(Beginning of Passage to read)

Introduction
Conservation and sustainable development in South-east Asia hinges on identifying important areas to focus limited conservation resources, identifying key threatening processes, and how best to manage them. This can only be achieved with sound knowledge of relationships between biodiversity and habitat condition and land management. While relationships between loss of large mammal or bird species and rainforest clearance may be obvious, much of the remaining forests of South-east Asia are subject to other, perhaps less destructive, anthropogenic disturbances. Biodiversity conservation is by and large dependent upon these habitats. As such, greater understanding of relationships between other species assemblages and habitat modification is necessary to develop sound conservation management practices.
In the past, much wildlife conservation effort has focussed on larger charismatic wildlife species. However, reptiles and amphibians may comprise the bulk of terrestrial vertebrate diversity in tropical rainforests, but species’ habitat requirements, or how they respond to habitat modification, is poorly known in South-east Asia. In some parts of the South-east Asian region, such as Sulawesi, little is known about the biology of any species, let alone their conservation status.

(End of Passage to read)

In the part of the introduction that opens with the words "Introduction" and closes with "conservation management practices.", change "rainforest clearance" to "deforestation" and write that part out again.

(Beginning of Entries supplied)

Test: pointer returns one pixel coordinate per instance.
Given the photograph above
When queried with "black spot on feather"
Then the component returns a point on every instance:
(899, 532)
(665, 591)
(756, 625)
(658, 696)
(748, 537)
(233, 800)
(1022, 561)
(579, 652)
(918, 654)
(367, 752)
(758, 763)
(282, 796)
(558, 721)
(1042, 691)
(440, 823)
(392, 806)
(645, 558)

(End of Entries supplied)

[Finished task]:
Introduction
Conservation and sustainable development in South-east Asia hinges on identifying important areas to focus limited conservation resources, identifying key threatening processes, and how best to manage them. This can only be achieved with sound knowledge of relationships between biodiversity and habitat condition and land management. While relationships between loss of large mammal or bird species and deforestation may be obvious, much of the remaining forests of South-east Asia are subject to other, perhaps less destructive, anthropogenic disturbances. Biodiversity conservation is by and large dependent upon these habitats. As such, greater understanding of relationships between other species assemblages and habitat modification is necessary to develop sound conservation management practices.